Update these lines by replacing "Output one box per line" with "Give one box per line" wherever it occurs, and leave everything else unchanged.

********

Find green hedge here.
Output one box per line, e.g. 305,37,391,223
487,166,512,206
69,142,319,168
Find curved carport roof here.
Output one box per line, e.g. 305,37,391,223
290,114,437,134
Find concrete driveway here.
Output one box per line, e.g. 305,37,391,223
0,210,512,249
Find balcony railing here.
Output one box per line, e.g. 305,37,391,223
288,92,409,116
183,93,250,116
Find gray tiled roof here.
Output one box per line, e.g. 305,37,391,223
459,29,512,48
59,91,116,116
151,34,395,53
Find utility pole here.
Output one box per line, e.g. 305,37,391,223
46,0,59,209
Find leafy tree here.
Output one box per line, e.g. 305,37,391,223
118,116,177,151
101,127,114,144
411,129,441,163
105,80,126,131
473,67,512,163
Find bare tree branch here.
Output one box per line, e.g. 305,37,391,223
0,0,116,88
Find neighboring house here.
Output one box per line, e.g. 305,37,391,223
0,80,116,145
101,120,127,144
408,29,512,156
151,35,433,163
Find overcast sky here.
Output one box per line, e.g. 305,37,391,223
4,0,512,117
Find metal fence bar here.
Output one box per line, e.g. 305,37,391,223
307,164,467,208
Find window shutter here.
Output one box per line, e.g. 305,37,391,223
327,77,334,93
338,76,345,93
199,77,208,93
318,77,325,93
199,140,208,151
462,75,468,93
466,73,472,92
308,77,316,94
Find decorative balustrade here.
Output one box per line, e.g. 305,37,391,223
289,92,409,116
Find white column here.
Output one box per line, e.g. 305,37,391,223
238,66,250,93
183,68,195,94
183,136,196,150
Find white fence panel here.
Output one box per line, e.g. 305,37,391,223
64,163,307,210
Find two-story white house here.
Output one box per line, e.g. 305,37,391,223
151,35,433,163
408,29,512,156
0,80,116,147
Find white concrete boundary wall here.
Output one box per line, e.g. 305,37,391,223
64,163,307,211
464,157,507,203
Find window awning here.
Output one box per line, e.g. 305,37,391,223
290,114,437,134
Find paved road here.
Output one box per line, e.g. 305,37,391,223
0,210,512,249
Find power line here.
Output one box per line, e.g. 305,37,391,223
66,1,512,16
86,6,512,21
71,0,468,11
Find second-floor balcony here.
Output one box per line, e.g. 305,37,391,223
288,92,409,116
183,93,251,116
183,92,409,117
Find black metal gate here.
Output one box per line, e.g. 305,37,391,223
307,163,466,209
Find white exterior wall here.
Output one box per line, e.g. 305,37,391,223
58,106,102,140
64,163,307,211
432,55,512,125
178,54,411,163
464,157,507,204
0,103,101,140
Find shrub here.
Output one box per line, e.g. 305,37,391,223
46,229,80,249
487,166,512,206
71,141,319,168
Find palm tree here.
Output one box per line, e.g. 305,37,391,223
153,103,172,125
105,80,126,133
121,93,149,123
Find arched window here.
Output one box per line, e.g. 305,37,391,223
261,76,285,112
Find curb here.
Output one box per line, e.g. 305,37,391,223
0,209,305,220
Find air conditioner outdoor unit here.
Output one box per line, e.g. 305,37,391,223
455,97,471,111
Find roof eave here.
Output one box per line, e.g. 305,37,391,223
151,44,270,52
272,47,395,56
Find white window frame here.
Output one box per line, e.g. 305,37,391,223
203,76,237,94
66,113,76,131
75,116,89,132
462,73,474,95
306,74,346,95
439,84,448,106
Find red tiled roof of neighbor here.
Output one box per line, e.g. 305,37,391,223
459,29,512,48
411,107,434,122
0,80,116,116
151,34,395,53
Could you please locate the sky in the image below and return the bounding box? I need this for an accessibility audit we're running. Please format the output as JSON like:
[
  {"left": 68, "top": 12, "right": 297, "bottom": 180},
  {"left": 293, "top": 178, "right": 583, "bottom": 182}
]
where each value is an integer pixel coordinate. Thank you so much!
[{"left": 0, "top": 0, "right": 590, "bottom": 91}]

********

**Output of the exercise:**
Find green hedge here.
Give one box per line, e.g. 305,37,391,223
487,166,512,206
69,142,319,168
Find curved carport roof here.
Give one box per line, e.g. 305,37,391,223
290,114,437,134
Find concrete driveway here.
Give one box per line, e.g. 305,37,391,223
0,210,512,249
Find balcony railing here.
Give one box per line, e.g. 305,37,391,223
288,92,409,116
183,93,250,116
Find gray tiled roof here.
Give one box per line, e.g. 305,37,391,223
459,29,512,48
59,91,116,116
151,34,395,53
Find utility pole here.
Give one box per line, e.g. 305,37,391,223
46,0,59,209
Find leafy tree here.
Give one box per line, e.g. 305,37,391,223
118,116,177,151
101,127,114,144
411,129,441,163
105,80,126,131
473,67,512,163
Find bare tree branch here.
Give one box per line, e.g. 305,37,391,223
0,0,116,88
Find neighboring house here.
Give one box per line, e.g. 305,37,391,223
0,80,116,145
101,120,127,144
408,29,512,156
151,35,433,163
Find overcast sky here.
Give one box per line, e.g. 305,37,391,223
4,0,512,117
Find metal fence bar here.
Give one box per line, e.g. 305,37,391,223
307,164,467,208
Find window shutter here.
Give one box per line, e.g. 305,37,391,223
327,77,334,93
338,76,345,93
199,77,208,93
318,77,325,93
199,140,208,151
462,75,468,93
466,73,472,92
308,77,316,94
Find decorative balustrade here.
Give one box per line, e.g. 305,37,391,223
289,92,409,116
Find white column here.
Give one box per line, e.g. 305,37,391,223
238,66,250,93
183,68,195,94
183,136,196,150
Find white fence panel here.
Give one box per line, e.g. 305,37,391,223
64,163,307,210
Find two-story white house here.
Give one box per line, e.g. 305,37,391,223
151,35,433,163
408,29,512,156
0,80,116,147
Find white concrete boundary wall here.
Give one box per line, e.g. 305,37,391,223
64,163,307,211
464,157,507,203
Find window awning here.
Give one box per line, e.g. 305,37,391,223
290,114,437,134
Find paved road here.
Give one box per line, e.g. 305,37,391,223
0,210,512,249
Find power line here.
Give one box per line, e.g. 305,37,391,223
66,1,512,16
86,6,512,21
71,0,468,11
Find second-floor balcony here.
Give one box per line, e.g. 305,37,391,223
288,92,409,116
183,93,251,116
183,92,409,117
Find black metal gate here.
Give one box per line, e.g. 305,37,391,223
307,163,466,209
Find white exterior wall here.
Give one box per line, e.g. 305,37,391,223
58,106,102,140
64,163,307,211
432,55,512,125
178,54,411,163
464,157,507,204
0,103,101,140
Find shrub here.
Give one box per line, e.g. 305,37,391,223
46,229,80,249
487,166,512,206
71,141,319,168
Find palm tree here.
Give one box per line, e.g. 305,37,391,223
153,103,172,125
105,80,126,133
121,93,149,123
Find arched window here.
Give one box per line, e.g. 305,37,391,223
261,76,285,112
Find curb here.
Give one box per line, e.g. 305,37,391,223
0,209,305,220
Find air conditioner outdoor unit here.
Give one box per line, e.g. 305,37,391,223
455,97,471,111
Find roof eave here.
Give one box per line, e.g. 305,37,391,223
151,44,270,52
272,47,395,56
Find white window frame here.
Give one box per line, e.g. 305,37,391,223
203,76,237,94
66,113,76,131
75,116,89,132
462,73,474,95
306,74,346,95
439,84,448,106
Find red tiled roof of neighbor here.
Give one box per line, e.g. 305,37,391,223
459,29,512,48
411,107,434,122
0,80,116,116
151,34,395,53
Could you please locate the sky in the image below and return the bounding box? I need this for an accessibility audit we're running. Please format the output as JSON like:
[
  {"left": 68, "top": 12, "right": 297, "bottom": 180},
  {"left": 293, "top": 178, "right": 583, "bottom": 182}
]
where each value is an integer pixel coordinate. Thank you so much!
[{"left": 0, "top": 0, "right": 590, "bottom": 91}]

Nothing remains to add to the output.